Write every entry out again with no changes, and leave the images behind.
================
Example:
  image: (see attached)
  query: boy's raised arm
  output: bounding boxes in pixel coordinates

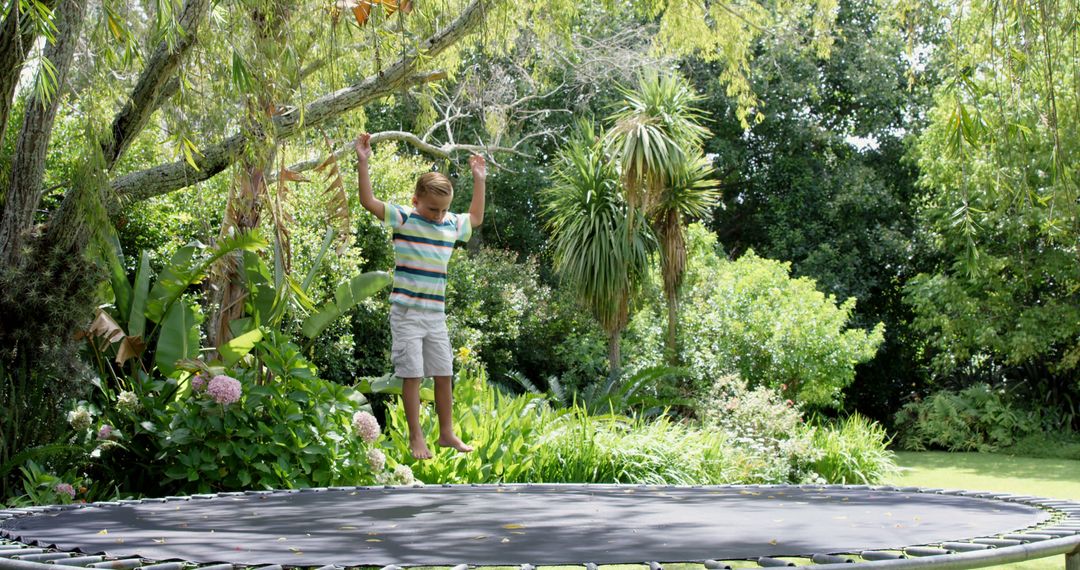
[354,133,385,221]
[468,154,486,228]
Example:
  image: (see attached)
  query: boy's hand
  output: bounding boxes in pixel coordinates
[354,133,372,162]
[469,154,486,181]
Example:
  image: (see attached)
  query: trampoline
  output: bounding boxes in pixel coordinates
[1,484,1079,569]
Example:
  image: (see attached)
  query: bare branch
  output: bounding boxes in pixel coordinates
[271,130,524,182]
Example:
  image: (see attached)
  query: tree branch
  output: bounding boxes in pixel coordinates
[104,0,210,169]
[0,0,85,265]
[111,0,491,202]
[271,130,524,182]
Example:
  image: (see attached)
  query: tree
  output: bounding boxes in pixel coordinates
[606,71,718,364]
[904,0,1079,421]
[543,121,653,379]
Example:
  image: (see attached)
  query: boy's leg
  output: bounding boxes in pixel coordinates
[433,375,473,453]
[402,377,432,459]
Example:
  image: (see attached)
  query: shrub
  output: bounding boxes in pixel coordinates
[65,332,403,497]
[627,224,885,409]
[811,414,899,484]
[893,384,1050,452]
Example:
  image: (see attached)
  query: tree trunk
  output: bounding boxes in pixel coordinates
[665,291,679,365]
[0,0,51,147]
[0,0,85,266]
[607,328,622,381]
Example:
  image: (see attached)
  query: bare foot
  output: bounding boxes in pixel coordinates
[410,436,433,460]
[437,435,474,453]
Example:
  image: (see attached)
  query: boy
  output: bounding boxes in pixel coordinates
[353,133,485,460]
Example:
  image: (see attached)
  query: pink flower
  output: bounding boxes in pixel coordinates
[54,483,76,499]
[191,374,207,392]
[207,375,242,405]
[97,425,114,440]
[785,399,794,407]
[352,411,380,443]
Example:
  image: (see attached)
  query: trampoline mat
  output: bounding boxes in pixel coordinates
[0,485,1051,566]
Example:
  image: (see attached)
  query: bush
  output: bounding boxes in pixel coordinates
[383,365,898,486]
[381,364,547,484]
[627,224,885,409]
[893,384,1050,452]
[811,414,899,484]
[699,374,822,483]
[64,332,404,497]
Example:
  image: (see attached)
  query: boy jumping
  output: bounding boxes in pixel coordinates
[353,133,485,459]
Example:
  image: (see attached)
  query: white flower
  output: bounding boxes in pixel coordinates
[351,411,380,443]
[393,464,415,485]
[67,408,92,431]
[366,448,386,472]
[116,391,140,411]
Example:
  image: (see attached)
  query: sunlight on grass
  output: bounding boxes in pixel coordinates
[890,451,1080,570]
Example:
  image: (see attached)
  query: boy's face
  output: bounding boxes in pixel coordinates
[412,193,453,224]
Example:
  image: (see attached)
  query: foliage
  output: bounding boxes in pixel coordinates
[699,374,822,483]
[384,364,897,486]
[3,460,87,508]
[904,0,1080,419]
[543,120,654,377]
[694,0,937,425]
[382,366,547,484]
[64,329,402,496]
[445,248,551,382]
[632,224,884,408]
[810,414,899,484]
[893,384,1058,452]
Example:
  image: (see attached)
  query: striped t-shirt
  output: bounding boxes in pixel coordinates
[384,203,472,312]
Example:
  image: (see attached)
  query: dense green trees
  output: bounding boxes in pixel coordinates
[905,0,1079,417]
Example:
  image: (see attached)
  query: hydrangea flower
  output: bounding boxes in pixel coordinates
[97,425,114,440]
[352,411,380,443]
[207,375,242,405]
[366,448,386,472]
[116,391,139,411]
[67,408,92,431]
[191,374,207,392]
[53,483,75,499]
[393,464,415,485]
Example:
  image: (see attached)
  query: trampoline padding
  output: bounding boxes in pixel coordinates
[0,485,1052,566]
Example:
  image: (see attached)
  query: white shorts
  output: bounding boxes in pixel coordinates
[389,303,453,378]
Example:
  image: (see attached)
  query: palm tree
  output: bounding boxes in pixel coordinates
[606,71,718,364]
[543,120,654,380]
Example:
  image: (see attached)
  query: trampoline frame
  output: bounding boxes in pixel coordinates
[1,484,1078,570]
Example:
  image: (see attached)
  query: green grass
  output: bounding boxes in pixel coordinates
[890,451,1080,570]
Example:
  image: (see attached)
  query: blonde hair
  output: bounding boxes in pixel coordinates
[415,172,453,198]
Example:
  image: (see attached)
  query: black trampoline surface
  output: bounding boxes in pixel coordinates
[0,485,1053,566]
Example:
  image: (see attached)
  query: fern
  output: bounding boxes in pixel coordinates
[0,443,86,480]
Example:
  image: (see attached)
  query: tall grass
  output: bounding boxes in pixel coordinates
[811,414,900,484]
[383,373,900,486]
================
» **WRITTEN RESPONSE**:
Example:
  image: (see attached)
  query: boy's raised arm
  output: bounding boxes in pixel coordinates

[354,133,385,221]
[468,154,486,228]
Example:
  image: (see attached)
  query: boy's hand
  output: bounding boxes in pixel coordinates
[354,133,372,162]
[469,154,486,181]
Example:
  image: (see attached)
  query: trampoline
  output: bounding boxes in pixel coordinates
[1,484,1079,569]
Example:
  image: (see attached)
  query: bare branch
  output: bounding boxes in pixel coordinates
[271,130,524,182]
Example:
  image: (see attached)
  query: tree branch
  output: bounding boxes in pixel coordinates
[104,0,210,169]
[0,0,85,265]
[111,0,491,202]
[271,130,524,182]
Example:
  image: (see attached)
  query: tree
  output: bounding boxes in pixel coordinates
[606,71,718,364]
[904,0,1079,421]
[543,121,653,379]
Example:
  image: (see attached)
  query: boy's leg
  output: bounding boxes in pixel coordinates
[433,375,473,453]
[402,377,432,459]
Example:
  image: (see attached)
  query: shrub
  output: bounding boxes in pixel coordinates
[65,332,403,497]
[627,224,885,409]
[811,414,899,484]
[893,384,1050,452]
Example:
  image: (see attached)
  query: tree trunk
  output: bounding boxes in pixel coordinates
[665,291,679,365]
[0,0,51,147]
[0,0,85,266]
[607,328,622,381]
Example:
  image: (see attached)
  query: bare foot
  output: bounding boxes in pixel coordinates
[410,436,433,460]
[437,435,474,453]
Example:
  image: (see attached)
  query: boy
  output: bounding boxes in pixel coordinates
[353,133,485,460]
Example:
  image: (see attached)
  query: pink flower
  output: bounding boxes in pixel coordinates
[54,483,76,499]
[191,374,207,392]
[207,375,242,405]
[97,425,114,440]
[785,399,794,407]
[352,411,380,443]
Example:
  image: (see attached)
  query: trampoline mat
  output: bounding boxes in pixel coordinates
[0,485,1051,566]
Example:
  image: (see attached)
  query: bush
  output: bounding boxes in pixel coordinates
[383,365,898,486]
[381,364,547,484]
[627,224,885,409]
[893,384,1050,452]
[811,414,899,484]
[699,374,822,483]
[64,332,404,497]
Example:
  image: (see attached)
  query: boy jumping
  output: bounding boxes in pixel coordinates
[353,133,485,459]
Example:
  image: (see attached)
  query: white flower
  output: bounding boxes in pixel coordinates
[351,411,380,443]
[393,464,415,485]
[67,408,92,431]
[366,448,386,472]
[116,391,140,411]
Example:
  image: (see attached)
  query: sunlight on grass
  output: bounding boxes in pixel coordinates
[890,451,1080,570]
Example:
  image: (see attached)
  query: boy's face
  output: bounding boxes in pixel coordinates
[412,193,453,224]
Example:
  image: (see attached)
  query: foliage
  output: bounding boxes in pixel coordinates
[699,374,822,483]
[384,364,897,486]
[3,460,87,508]
[904,0,1080,419]
[543,120,654,377]
[694,0,937,425]
[382,366,547,484]
[64,329,402,496]
[445,248,551,382]
[632,224,884,408]
[810,414,899,484]
[893,384,1058,452]
Example:
  image: (see attached)
  query: striped t-shirt
  output: bounding boxes in pixel coordinates
[384,203,472,312]
Example:
  image: (see attached)
  query: dense green trees
  output: bounding boxes in pixel coordinates
[905,0,1079,417]
Example:
  image: (see attached)
  query: hydrangea flower
  output: bounding boxes in pixel coordinates
[97,425,114,440]
[352,411,380,443]
[207,375,242,405]
[366,448,386,472]
[116,391,139,411]
[67,408,92,431]
[191,374,207,392]
[53,483,75,499]
[393,464,415,485]
Example:
  image: (see attached)
  query: trampoline padding
  output: bounding boxes in pixel coordinates
[0,485,1052,566]
Example:
  image: (see attached)
  query: white shorts
  output: bounding boxes in pixel coordinates
[389,303,453,378]
Example:
  image: (see attached)
  query: palm tree
  output: bounding boxes in pixel coordinates
[606,71,718,364]
[543,120,654,380]
Example:
  image: (see attached)
  query: trampoline frame
  output: bounding boxes in pixel coordinates
[1,484,1078,570]
Example:
  image: (see attached)
  query: green grass
  output: bounding boxes in pixel coordinates
[890,451,1080,570]
Example:
  image: (see attached)
  query: blonde hair
  output: bounding boxes in pixel coordinates
[415,172,453,198]
Example:
  image: (see attached)
  query: black trampoline surface
  output: bounding boxes in pixel coordinates
[0,485,1053,566]
Example:
  image: (see attached)
  query: fern
  output: bounding boxes in pixel coordinates
[0,443,86,480]
Example:
  image: (see attached)
  query: tall grass
  output: bounding boxes in pixel coordinates
[811,414,900,484]
[383,373,900,486]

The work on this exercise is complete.